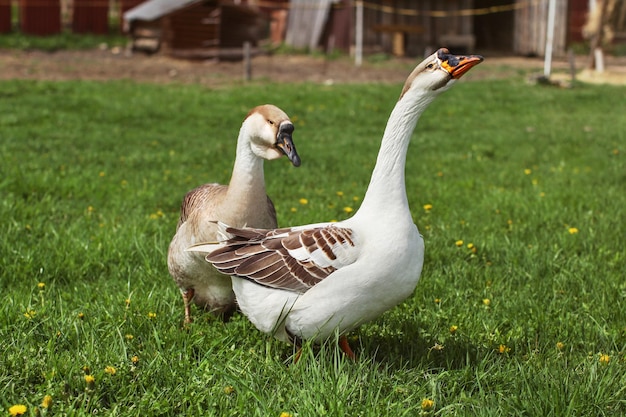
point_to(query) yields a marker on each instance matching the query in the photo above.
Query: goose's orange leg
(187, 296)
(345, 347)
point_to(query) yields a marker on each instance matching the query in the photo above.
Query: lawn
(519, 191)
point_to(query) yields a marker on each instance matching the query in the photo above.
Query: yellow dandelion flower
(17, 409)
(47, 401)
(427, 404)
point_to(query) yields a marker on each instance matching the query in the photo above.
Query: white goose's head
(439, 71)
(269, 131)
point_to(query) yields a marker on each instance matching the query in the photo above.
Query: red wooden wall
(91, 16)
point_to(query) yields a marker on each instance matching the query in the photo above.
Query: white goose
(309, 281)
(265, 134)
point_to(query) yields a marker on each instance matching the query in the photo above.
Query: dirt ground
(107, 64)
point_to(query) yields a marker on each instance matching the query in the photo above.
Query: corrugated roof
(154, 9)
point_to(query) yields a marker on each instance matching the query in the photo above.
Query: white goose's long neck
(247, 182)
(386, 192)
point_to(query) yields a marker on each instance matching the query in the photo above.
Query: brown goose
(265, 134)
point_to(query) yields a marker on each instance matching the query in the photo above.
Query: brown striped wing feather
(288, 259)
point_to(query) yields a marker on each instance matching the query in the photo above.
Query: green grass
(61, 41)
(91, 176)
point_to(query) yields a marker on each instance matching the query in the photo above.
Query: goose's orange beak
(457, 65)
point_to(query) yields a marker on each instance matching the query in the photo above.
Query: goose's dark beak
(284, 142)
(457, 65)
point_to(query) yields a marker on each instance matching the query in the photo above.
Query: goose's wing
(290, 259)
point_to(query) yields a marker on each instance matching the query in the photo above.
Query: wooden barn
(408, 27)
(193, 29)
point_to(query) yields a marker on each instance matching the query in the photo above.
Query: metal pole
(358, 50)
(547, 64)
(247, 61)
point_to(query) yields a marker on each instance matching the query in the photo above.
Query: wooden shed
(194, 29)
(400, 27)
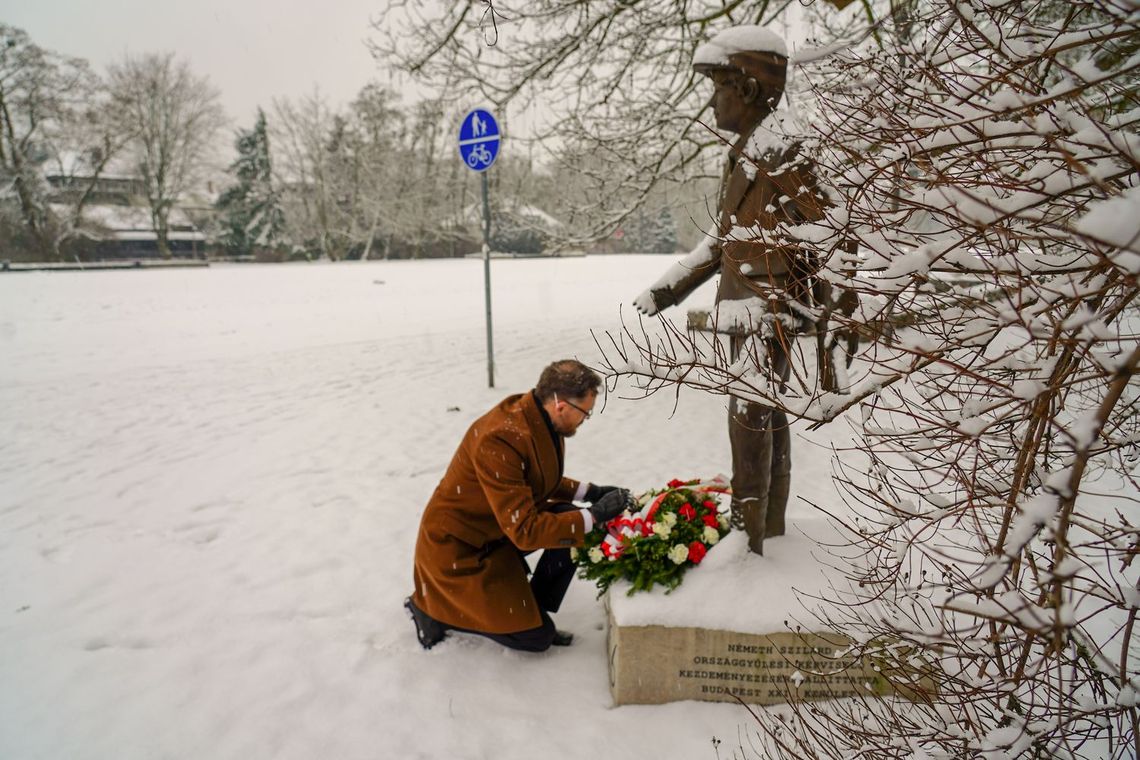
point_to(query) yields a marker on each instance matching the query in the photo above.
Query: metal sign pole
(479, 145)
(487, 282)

____

#### REQUIREMENT:
Hand back every line of the material, exactly, without the pictures.

#### COMPLETED TASK:
point_to(query) yields a marker on each instance matching the query in the photo above.
Query: goose's orange leg
(187, 296)
(345, 347)
point_to(query) yields a marker on each instance matching the query in the photo above.
Query: lawn
(519, 191)
point_to(query) yields a marker on each instance matching the query in the photo above.
Query: yellow dandelion flower
(17, 409)
(47, 401)
(427, 404)
point_to(query) yields a marker on each instance matching the query in the photo above.
Query: white goose's head
(439, 71)
(269, 131)
point_to(query) yields a marker on each instance matching the query in the photo above.
Query: red wooden wall
(91, 16)
point_to(query) yields a marker on each instance matching the query in the photo above.
Query: white goose
(309, 281)
(265, 134)
point_to(query) yields a marker on each instance matching the query in the photo above.
Query: dirt ground
(107, 64)
point_to(query) yields a marker on each instance matching the query in the photo above.
Query: corrugated roof
(154, 9)
point_to(query) yields a marker on each instance matching the query in the photo above.
Query: white goose's long neck
(247, 182)
(386, 192)
point_to(query) yields a marker on each instance matching the query in the photo above.
Query: brown goose
(265, 134)
point_to(query) yields a marker on each instance matching the query in the photo above.
Query: brown striped wing feather
(288, 259)
point_to(query) yields a marker on each instance matching the query in the photo above.
Query: green grass
(61, 41)
(91, 176)
point_to(query) yields a marker on each instance matching the query in the photo above.
Query: goose's orange beak
(457, 65)
point_to(query) yields a marker on each instance matching the query in the photo above.
Query: goose's dark beak
(284, 142)
(457, 65)
point_to(query) yields a marker on each instance matching the query in the photo above.
Query: goose's wing
(290, 259)
point_to(query) yields a marker on each instance matching the query in the photo above.
Query: wooden barn
(408, 27)
(193, 29)
point_to(query) yields a marker on each instance matching the query in the photo above.
Query: metal pole
(358, 50)
(547, 64)
(247, 61)
point_to(query) yields a marker on each instance matching the query in the photo above.
Query: wooden shed
(194, 29)
(400, 27)
point_to(query) yields a marker on each instance matching the query in the photo above.
Query: metal sign pole
(479, 145)
(487, 282)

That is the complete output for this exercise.